▸ TEKS YANG DISEDIAKAN
■ ■ ■

Antrean pun bisa mengular tanpa kami sadar. Waktu pertama antre, kami berdiri nggak jauh dari ‘rumah’ tempat kasir. Eh, waktu keluar, udah panjang aja sampai hampir ke tempat makan. Padahal kami ngantre paling 10 menitan. Saat pergi ke sana lagi beberapa pekan kemudian, saya minta teman langsung antre begitu kami datang. Sementara, saya bertugas parkir kemudian. Antrean yang mengular pun kembali terulang; setelah kami pesan.


Sistem di sini adalah datang langsung antre. Antre-pesan-bayar-dapat nomor meja-pilih tempat duduk. Menunya cukup variatif dan ramah di kantung. Sekitar 10-20 ribuan aja. Heran juga saya. Biasanya resto aesthetic gini kan rate-nya paling nggak 20 ribu ke atas. Oh ya, menu itu bisa dilihat di website mereka.


Terasering yang bisa dilihat dari resto

Sepertinya belakangan ini memang tempat makan yang mengusung konsep menyajikan view estetis pedesaan makin menjamur. Kayaknya duluuu masih jarang banget yang kayak gini, di sini. Resto ya resto aja, kafe ya tempat ngopi aja. Sekarang, warung pinggir jalan pun didekor ala cottage Barat.


Di area sekitar Gartenhütte pun ada banyak resto cukup besar yang bertema mirip. Tempat-tempat makan didesain serupa barn atau bergaya rustic. Tentunya barn (lumbung padi) dan rustic ala Eropa/Barat, bukan rustic-nya Indonesia. Emang bagus, sih, gayanya. Berasa lihat rustic wedding board yang seliweran di Pinterest. Tapi, lebih simpel. 


Dan, daerah Selotapak ini kayaknya emang punya terasering cukup banyak. Pemandangannya juga cantik dan strategis sebab gunung-gunung di sekitarnya kelihatan jelas sampai puncak. Dan, kini, lanskap ini jadi daya tarik tersendiri bagi makin banyak orang.


Makanan mulai diantar satu per satu sekitar 10-15 menit kemudian. Jadi salut sama manajemennya. Padahal pengunjung lagi banyak dan lokasi duduknya nyebar pula.


Mie spesial Garten. Warna mienya macam-macam.
Saya pilih yang warna hitam gegara penasaran sama penampakannya

“Menunya masakan Barat?”

■ ■ ■

▸ DATA YANG DIBERIKAN

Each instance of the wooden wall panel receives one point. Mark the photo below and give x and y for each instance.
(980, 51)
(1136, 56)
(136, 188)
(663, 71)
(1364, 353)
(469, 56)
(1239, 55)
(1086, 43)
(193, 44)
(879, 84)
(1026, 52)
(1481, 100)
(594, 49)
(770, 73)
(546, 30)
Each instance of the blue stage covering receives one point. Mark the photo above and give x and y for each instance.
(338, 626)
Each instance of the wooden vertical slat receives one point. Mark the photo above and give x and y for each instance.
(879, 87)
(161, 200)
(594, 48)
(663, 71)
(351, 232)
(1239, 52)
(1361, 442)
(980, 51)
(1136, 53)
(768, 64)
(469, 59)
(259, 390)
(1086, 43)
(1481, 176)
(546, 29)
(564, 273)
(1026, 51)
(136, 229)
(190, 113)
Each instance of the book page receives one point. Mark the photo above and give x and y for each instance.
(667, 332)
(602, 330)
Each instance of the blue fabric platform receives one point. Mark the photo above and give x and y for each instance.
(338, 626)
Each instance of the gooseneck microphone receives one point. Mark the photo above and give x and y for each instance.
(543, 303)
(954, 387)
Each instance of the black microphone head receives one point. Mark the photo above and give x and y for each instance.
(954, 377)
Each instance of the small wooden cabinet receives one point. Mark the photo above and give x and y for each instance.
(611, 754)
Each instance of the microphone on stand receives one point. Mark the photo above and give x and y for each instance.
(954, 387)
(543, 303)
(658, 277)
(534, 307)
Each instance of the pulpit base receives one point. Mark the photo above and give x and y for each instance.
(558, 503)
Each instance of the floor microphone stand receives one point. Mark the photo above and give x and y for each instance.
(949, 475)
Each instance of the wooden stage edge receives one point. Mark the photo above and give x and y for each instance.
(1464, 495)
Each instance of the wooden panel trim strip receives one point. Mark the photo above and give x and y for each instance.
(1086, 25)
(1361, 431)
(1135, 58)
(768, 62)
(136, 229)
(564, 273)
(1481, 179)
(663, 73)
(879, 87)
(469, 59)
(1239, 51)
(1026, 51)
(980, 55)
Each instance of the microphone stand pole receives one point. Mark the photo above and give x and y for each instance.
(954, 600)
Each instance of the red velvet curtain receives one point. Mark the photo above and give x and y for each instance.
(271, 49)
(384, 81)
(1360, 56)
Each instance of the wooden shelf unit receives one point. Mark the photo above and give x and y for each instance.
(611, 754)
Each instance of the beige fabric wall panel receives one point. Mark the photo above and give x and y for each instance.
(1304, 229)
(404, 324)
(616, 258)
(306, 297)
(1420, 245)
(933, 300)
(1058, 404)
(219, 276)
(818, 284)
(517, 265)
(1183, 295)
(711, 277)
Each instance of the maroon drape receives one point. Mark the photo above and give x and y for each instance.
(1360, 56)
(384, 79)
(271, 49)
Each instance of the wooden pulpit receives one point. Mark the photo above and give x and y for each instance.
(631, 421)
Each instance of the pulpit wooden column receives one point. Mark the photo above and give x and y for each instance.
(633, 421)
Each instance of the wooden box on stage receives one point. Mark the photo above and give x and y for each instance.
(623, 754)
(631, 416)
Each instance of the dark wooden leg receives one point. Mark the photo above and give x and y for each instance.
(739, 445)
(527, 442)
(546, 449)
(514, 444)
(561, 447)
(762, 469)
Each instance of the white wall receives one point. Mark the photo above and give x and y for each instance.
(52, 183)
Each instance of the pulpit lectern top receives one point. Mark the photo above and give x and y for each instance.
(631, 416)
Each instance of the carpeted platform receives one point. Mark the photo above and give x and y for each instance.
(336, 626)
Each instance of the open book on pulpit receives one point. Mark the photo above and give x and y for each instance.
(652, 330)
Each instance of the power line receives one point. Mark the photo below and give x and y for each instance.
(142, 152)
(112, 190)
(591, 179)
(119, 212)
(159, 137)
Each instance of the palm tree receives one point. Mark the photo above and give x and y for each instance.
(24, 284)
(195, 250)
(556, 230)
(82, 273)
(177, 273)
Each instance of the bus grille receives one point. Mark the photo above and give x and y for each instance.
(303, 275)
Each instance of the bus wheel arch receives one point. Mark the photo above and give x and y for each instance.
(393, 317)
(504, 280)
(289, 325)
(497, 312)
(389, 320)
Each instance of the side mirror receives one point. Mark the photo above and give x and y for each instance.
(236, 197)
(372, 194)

■ ■ ■

▸ DAFTAR TUGAS
1: Ringkas paragraf dalam teks tentang resto yang diawali "Sistem di sini adalah datang langsung antre" menjadi daftar poin yang memuat fakta-fakta utamanya.
2: Tuliskan kembali tanpa perubahan semua bagian teks tentang resto mulai dari "Dan, daerah Selotapak" sampai ke "duduknya nyebar pula.".
3: Lanjutkan teks tentang resto mulai dari bagian setelah kalimat terakhirnya.

▸ JAWABAN YANG DIBERIKAN
1:
- Pengunjung langsung antre begitu datang.
- Alurnya: antre, pesan, bayar, dapat nomor meja, lalu pilih tempat duduk.
- Menunya cukup variatif dengan harga terjangkau, sekitar 10–20 ribu.
- Harga itu lebih murah daripada resto aesthetic pada umumnya, yang biasanya paling tidak 20 ribu ke atas.
- Menu bisa dilihat di website resto tersebut.

2:
Dan, daerah Selotapak ini kayaknya emang punya terasering cukup banyak. Pemandangannya juga cantik dan strategis sebab gunung-gunung di sekitarnya kelihatan jelas sampai puncak. Dan, kini, lanskap ini jadi daya tarik tersendiri bagi makin banyak orang.


Makanan mulai diantar satu per satu sekitar 10-15 menit kemudian. Jadi salut sama manajemennya. Padahal pengunjung lagi banyak dan lokasi duduknya nyebar pula.

3:
Enggak, kok. Meski namanya berbahasa Jerman (literally berarti ‘pondok taman’), menunya Indonesia banget. Kalau minumannya ya standar resto kayak biasanya. Pilihannya banyak. Kabarnya ada kopi lokal juga, tapi sayang belum sempat nyoba. 


“Gimana review Gartenhutte soal makanannya?”

Enak. Bukan yang enak banget, tapi tetap enak. Sesuai lah sama harganya. Porsinya juga pas; nggak terlalu banyak atau sedikit. Mantap/enggak rasa masakan mungkin tergantung menu. Soalnya, waktu saya pesan mie Garten, berasa enak banget di lidah dan pengin nambah. Namun, di lain kesempatan, nasi goreng merahnya hambar. Hanya asin, bumbunya kurang. (Atau beda hari, beda orang yang masak, jadi beda rasa? Entah.)


Overall camilannya biasa aja. Rasanya sama dengan camilan di pedagang-pedagang snack umumnya. Cuma, kalau bisa camilan ini segera dimakan soalnya anginnya kenceng; bikin makanan cepat dingin. Ya gimana nggak kenceng wong sekitaran langsung lembah, jadi nggak ada penghalang angin. Saran aja, kalau pesan camilan, nanti aja setelah makanan utama habis daripada dingin duluan. Kalau sambil nongkrong, nunggu snack datang 10 menitan pun jadi nggak terasa. 


Rumah pohon yang dikelilingi bambu, di belakang resto.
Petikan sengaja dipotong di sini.